_Requirement 1_:
According to the article on Brian Liau's award, who selects the recipients of the Damon Runyon-Rachleff Innovation Award?
_Requirement 2_:
Carry the article on Brian Liau's award forward from its final sentence.

Brian Liau wins the 2022 Damon Runyon-Rachleff Innovation Award

January 18, 2022
Professor Brian Liau

Brian Liau, Associate Professor of Chemistry and Chemical Biology, is one of ten recipients of the 2022 Damon Runyon-Rachleff Innovation Award for his research: "Investigating allosteric mechanisms regulating DNA methyltransferase enzymes." Liau recieved received Stage 2 funding this year; he recieved the initial award in 2020. The Award was established to support “high-risk, high-reward” ideas with the potential to significantly impact the prevention, diagnosis, or treatment of cancer, and designed to provide funding to exceptionally creative thinkers with a revolutionary idea who lack sufficient preliminary data to obtain traditional funding. 

The awardees are selected through a highly competitive and rigorous process by a scientific committee comprised of leading cancer researchers with their own history of innovative work. Only those scientists with a clear vision and passion for curing cancer are selected to receive the prestigious award.

_Free-text descriptions of objects_:
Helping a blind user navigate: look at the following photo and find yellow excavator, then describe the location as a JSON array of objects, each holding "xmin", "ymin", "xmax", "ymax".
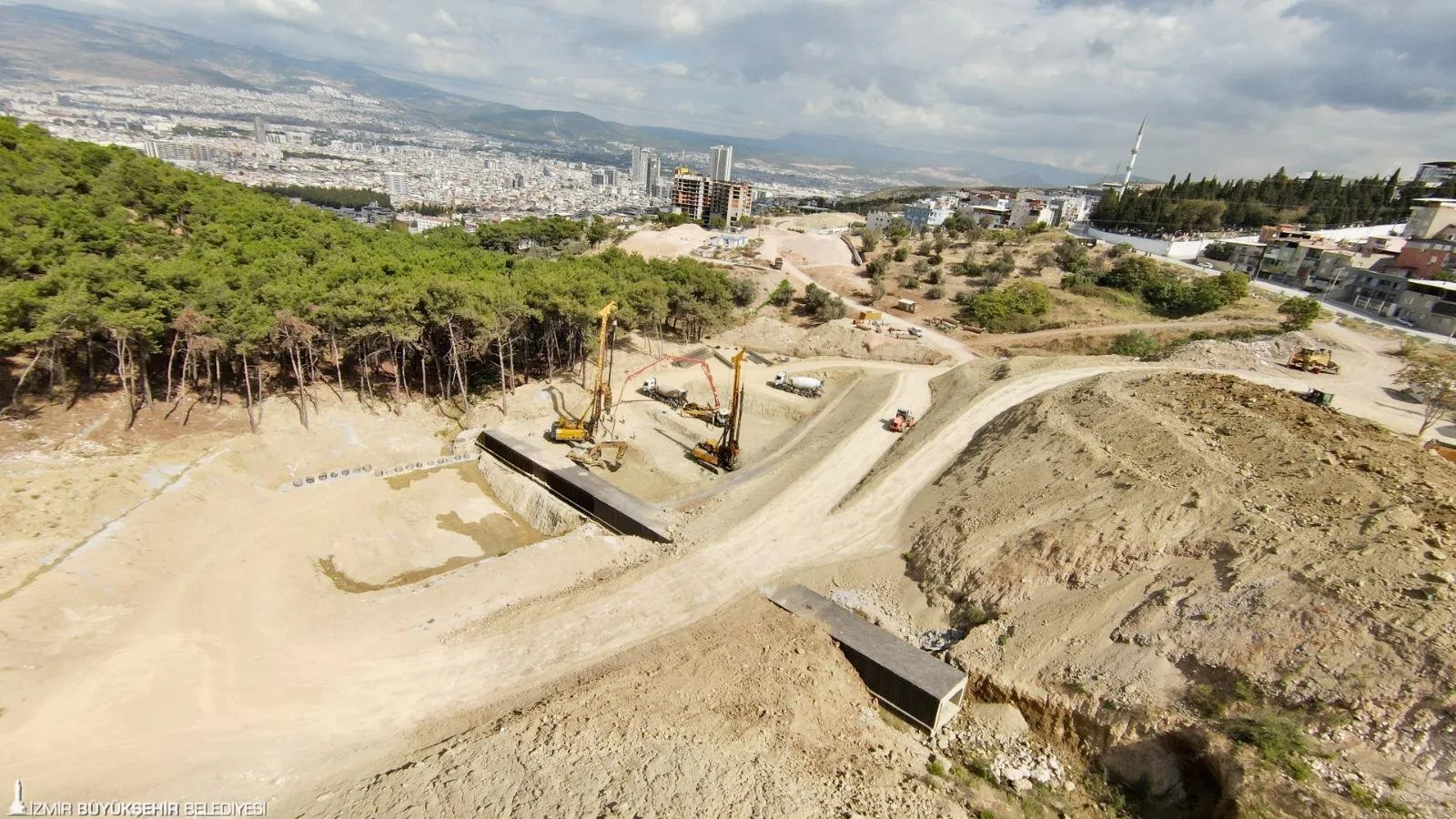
[
  {"xmin": 693, "ymin": 349, "xmax": 748, "ymax": 472},
  {"xmin": 551, "ymin": 301, "xmax": 617, "ymax": 443},
  {"xmin": 566, "ymin": 440, "xmax": 628, "ymax": 472}
]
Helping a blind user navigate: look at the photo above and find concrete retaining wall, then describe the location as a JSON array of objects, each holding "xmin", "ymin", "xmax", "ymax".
[
  {"xmin": 476, "ymin": 430, "xmax": 672, "ymax": 543},
  {"xmin": 479, "ymin": 455, "xmax": 587, "ymax": 538}
]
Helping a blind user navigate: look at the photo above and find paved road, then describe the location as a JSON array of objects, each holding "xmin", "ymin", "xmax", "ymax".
[{"xmin": 1158, "ymin": 257, "xmax": 1451, "ymax": 342}]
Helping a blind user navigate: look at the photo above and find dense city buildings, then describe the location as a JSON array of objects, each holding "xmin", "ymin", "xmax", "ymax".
[{"xmin": 708, "ymin": 146, "xmax": 733, "ymax": 182}]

_Exercise output 1_:
A scientific committee of leading cancer researchers with their own history of innovative work selects them.

_Exercise output 2_:
DNA methyltransferase enzymes, responsible for adding methyl groups to DNA strands, are critical for controlling gene expression. These enzymes are often disrupted in cancers, including acute myeloid leukemia (AML), but their regulation is not understood. One form of enzyme regulation, called allostery, involves a regulator molecule binding to an enzyme at a site other than its active site. Dr. Liau is pioneering approaches to explore allostery, specifically focusing on allosteric mechanisms that regulate DNA methyltransferase function. His research will shed light on the impact of cancer mutations on enzyme function and strategies to pharmacologically modulate their activity. The approaches developed will be broadly expanded to study other enzymes disrupted in cancer and leveraged with synthetic chemistry to enable therapeutics discovery.